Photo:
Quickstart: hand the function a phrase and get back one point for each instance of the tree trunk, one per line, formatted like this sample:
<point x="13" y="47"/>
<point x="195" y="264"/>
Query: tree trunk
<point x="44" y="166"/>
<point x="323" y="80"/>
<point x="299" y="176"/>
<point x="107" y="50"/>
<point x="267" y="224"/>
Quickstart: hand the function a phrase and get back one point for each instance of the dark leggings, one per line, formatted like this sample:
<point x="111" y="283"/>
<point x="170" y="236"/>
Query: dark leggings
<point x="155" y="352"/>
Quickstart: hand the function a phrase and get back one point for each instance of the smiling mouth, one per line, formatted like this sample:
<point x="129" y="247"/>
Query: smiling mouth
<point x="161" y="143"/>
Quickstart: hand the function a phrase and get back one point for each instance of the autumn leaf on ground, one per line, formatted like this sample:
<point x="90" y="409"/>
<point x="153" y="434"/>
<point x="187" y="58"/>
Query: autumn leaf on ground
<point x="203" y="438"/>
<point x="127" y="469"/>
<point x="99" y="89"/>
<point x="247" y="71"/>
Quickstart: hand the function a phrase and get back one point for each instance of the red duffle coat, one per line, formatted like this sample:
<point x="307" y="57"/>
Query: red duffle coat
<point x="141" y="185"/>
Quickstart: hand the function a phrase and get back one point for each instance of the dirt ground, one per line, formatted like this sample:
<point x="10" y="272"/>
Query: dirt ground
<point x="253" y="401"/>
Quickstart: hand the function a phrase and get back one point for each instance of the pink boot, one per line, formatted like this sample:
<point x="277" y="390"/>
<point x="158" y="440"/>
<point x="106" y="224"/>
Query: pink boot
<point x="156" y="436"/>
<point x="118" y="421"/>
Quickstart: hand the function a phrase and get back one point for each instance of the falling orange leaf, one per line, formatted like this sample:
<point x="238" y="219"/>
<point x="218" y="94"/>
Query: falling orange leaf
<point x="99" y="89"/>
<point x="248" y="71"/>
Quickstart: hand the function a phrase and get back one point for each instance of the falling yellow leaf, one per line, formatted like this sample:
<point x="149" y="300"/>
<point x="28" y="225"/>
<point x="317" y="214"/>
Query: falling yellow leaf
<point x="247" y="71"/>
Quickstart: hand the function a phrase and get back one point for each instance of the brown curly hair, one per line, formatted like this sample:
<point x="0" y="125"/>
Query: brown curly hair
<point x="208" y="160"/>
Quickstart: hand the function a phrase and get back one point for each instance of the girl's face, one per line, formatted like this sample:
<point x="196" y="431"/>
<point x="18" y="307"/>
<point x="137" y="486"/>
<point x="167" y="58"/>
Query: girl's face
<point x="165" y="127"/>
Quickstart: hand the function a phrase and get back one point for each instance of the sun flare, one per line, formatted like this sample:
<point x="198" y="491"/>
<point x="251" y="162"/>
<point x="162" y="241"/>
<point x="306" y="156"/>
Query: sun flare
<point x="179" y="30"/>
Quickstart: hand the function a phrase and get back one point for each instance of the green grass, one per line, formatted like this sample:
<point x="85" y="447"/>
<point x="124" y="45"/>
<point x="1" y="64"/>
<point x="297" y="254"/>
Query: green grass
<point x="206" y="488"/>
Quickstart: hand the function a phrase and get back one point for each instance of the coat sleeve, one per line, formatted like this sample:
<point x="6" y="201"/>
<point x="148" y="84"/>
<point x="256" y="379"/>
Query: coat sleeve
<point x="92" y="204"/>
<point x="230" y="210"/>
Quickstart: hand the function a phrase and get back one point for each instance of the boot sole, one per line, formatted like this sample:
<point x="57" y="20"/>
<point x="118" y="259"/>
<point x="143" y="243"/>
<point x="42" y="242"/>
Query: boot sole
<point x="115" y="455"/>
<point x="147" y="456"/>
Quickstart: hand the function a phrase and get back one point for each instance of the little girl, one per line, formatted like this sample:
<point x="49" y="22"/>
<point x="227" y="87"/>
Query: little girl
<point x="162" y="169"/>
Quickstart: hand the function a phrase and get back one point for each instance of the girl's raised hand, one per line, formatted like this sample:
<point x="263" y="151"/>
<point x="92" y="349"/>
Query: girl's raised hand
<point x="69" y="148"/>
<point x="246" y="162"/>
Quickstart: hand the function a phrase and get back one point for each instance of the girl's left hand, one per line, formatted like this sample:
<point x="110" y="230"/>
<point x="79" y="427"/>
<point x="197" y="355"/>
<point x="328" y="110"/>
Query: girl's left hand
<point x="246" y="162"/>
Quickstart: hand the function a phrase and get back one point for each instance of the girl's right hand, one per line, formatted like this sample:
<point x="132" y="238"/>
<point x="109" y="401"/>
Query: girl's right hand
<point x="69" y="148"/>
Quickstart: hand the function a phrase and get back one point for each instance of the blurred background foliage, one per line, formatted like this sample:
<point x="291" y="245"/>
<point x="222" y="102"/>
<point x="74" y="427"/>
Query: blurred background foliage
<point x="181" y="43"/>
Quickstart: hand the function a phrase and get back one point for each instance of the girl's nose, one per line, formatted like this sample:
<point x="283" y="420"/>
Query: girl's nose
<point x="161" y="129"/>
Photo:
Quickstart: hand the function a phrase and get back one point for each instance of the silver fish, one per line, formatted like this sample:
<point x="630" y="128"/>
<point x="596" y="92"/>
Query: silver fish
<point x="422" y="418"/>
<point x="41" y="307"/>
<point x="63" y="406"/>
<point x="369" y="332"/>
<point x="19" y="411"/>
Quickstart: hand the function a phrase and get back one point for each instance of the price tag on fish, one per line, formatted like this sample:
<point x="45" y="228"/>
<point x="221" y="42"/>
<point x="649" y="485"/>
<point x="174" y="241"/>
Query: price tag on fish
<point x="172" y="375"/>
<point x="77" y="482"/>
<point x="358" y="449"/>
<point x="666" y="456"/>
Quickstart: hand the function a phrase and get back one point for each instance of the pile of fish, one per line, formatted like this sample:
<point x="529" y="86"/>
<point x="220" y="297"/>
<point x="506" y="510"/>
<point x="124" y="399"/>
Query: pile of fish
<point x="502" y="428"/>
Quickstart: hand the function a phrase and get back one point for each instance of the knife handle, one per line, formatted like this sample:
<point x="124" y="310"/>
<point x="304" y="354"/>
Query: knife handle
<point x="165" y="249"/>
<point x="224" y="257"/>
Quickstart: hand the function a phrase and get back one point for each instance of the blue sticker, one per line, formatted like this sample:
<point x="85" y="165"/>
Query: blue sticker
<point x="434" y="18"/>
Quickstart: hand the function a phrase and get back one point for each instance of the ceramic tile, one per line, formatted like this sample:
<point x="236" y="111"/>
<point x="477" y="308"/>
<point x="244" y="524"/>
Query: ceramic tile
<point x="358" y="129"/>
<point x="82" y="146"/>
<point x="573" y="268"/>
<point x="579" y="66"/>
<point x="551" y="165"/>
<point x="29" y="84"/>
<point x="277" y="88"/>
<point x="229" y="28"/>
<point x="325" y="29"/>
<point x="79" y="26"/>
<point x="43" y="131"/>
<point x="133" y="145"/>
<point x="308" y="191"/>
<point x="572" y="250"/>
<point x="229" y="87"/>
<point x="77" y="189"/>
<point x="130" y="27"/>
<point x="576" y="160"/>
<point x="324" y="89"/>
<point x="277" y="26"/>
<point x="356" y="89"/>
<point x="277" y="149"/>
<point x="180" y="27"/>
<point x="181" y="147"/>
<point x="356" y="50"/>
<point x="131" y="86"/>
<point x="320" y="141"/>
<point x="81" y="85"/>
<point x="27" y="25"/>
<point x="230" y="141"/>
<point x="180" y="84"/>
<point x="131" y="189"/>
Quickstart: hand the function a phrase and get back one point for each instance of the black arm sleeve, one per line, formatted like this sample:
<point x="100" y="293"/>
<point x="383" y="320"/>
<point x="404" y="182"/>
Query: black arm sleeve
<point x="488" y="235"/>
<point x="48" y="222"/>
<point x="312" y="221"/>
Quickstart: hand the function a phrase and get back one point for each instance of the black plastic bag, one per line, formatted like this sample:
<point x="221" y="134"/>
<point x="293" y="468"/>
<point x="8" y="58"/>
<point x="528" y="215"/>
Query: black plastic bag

---------------

◆ PROMPT: Find the line with "the black arm" in the listing above, then write out that line and each remaining line exactly, with no other text.

◆ REPLY TO THE EXERCISE:
Quickstart: hand the function a phrase and get back one point for each instance of the black arm sleeve, one per line, formatted like this sample:
<point x="100" y="293"/>
<point x="383" y="320"/>
<point x="404" y="182"/>
Query: black arm sleeve
<point x="488" y="235"/>
<point x="48" y="222"/>
<point x="312" y="221"/>
Quickstart: hand the function a phrase and get back one point for each instance of the black plastic bag, one per line, formatted like this sample:
<point x="221" y="134"/>
<point x="293" y="468"/>
<point x="8" y="58"/>
<point x="528" y="215"/>
Query: black plastic bag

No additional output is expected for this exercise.